§ **EXERCISE**
Extract the full set of records, then give each one again exactly.

[Records from a collection]

▬▬▬

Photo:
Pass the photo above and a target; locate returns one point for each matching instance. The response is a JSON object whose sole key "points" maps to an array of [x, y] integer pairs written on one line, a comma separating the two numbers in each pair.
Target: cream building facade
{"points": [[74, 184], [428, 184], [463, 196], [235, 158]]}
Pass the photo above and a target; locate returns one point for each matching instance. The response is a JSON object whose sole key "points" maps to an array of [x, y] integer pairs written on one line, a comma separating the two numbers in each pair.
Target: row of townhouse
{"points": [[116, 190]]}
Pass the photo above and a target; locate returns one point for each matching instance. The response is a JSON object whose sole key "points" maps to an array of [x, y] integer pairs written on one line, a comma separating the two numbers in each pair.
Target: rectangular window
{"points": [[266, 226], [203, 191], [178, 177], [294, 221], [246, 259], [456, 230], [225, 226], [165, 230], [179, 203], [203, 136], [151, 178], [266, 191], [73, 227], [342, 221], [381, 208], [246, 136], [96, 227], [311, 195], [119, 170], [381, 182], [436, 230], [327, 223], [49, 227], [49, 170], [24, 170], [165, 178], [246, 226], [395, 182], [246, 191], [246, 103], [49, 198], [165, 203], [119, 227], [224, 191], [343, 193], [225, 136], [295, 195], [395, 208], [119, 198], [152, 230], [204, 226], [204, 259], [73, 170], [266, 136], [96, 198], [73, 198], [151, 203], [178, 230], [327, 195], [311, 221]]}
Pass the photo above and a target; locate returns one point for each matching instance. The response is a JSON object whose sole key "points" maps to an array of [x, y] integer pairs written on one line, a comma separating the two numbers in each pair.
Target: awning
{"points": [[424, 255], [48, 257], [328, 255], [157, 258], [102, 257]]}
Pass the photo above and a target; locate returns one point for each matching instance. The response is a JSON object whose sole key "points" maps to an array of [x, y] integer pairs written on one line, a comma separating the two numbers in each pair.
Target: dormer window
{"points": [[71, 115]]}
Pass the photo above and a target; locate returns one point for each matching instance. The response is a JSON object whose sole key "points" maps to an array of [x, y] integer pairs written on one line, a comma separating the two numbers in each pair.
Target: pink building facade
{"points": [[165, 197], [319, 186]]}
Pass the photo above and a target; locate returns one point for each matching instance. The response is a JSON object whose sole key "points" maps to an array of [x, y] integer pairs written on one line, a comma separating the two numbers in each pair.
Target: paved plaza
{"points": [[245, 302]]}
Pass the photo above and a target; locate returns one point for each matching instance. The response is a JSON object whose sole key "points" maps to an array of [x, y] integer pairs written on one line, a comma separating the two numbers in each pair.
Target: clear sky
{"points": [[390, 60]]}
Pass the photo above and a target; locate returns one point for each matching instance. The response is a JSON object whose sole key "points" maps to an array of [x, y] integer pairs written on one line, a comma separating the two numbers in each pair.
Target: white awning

▬▬▬

§ **TASK SOLUTION**
Photo:
Pass the photo above and a target; locate returns one point for each matching instance. The response is a JSON object whose sole key "points" maps to an array of [x, y] integer pairs written on one line, a comma separating the two numbers in each pair.
Target: cream building facade
{"points": [[74, 184], [428, 184], [463, 196], [235, 158]]}
Pass the photo above and a target; locate returns one point for each matching instance. The response is a JSON object whose sole key "points" maps to an array of [x, y] integer pairs written on one line, a comma separating the two numbers in each pair.
Target: row of townhouse
{"points": [[116, 190]]}
Pass the photo above and a target; locate returns one point for each matching instance. The response is a JSON object whose sole key "points" maps to an array of [x, y] integer pairs written on one line, a comma separating the two numbers in each pair.
Target: rectangular window
{"points": [[266, 226], [203, 191], [178, 177], [294, 221], [246, 259], [456, 230], [225, 226], [165, 230], [179, 203], [203, 136], [151, 178], [266, 191], [73, 227], [342, 221], [381, 208], [246, 136], [96, 227], [311, 195], [119, 170], [381, 182], [436, 230], [327, 223], [49, 227], [49, 170], [24, 170], [165, 178], [246, 226], [395, 182], [246, 191], [246, 103], [49, 198], [165, 203], [119, 227], [224, 191], [343, 193], [225, 136], [295, 195], [395, 208], [119, 198], [152, 230], [204, 226], [204, 259], [73, 170], [266, 136], [96, 198], [73, 198], [151, 203], [178, 230], [327, 195], [311, 221]]}
Pass the photo above and a target; locate returns one point for each matching instance. The response is a JSON object whose sole key "points" maps to an array of [x, y] integer pairs written on one line, a comma separating the two numbers in each pair.
Target: awning
{"points": [[424, 255], [48, 257], [328, 255], [157, 258], [102, 257]]}
Pass the photo above and a target; locate returns one point for each matching instance. The response is a JSON object whose sole key "points" maps to an array of [x, y] integer pairs written on one line, a comma separating the two numbers in each pair.
Target: dormer window
{"points": [[71, 115]]}
Pass the photo above and a target; locate returns one point for each matching instance. The response is a JSON object whose sole key "points" maps to an array of [x, y] integer pairs written on one line, a comma separating the two numbers in each pair.
Target: pink building facade
{"points": [[165, 197], [319, 186]]}
Pass the photo above and a target; locate returns one point for each matching instance. The response is a JSON object whose sole key "points" maps to an array of [x, y] integer pairs written on one line, a comma separating the two numbers in each pair.
Target: paved plaza
{"points": [[245, 302]]}
Pass the photo above and a target; locate returns one point for each matching instance. The response is a JSON object whose sole key "points" maps to an array of [x, y] integer pairs written on one line, a comma separating the two numbers in each pair.
Target: clear sky
{"points": [[390, 60]]}
Pass the photo above and a target; locate returns one point for each matching instance. The response is a JSON object whose sole key "points" maps to an array of [x, y] integer pairs written on one line, a comma separating the two numbers in each pair.
Target: white awning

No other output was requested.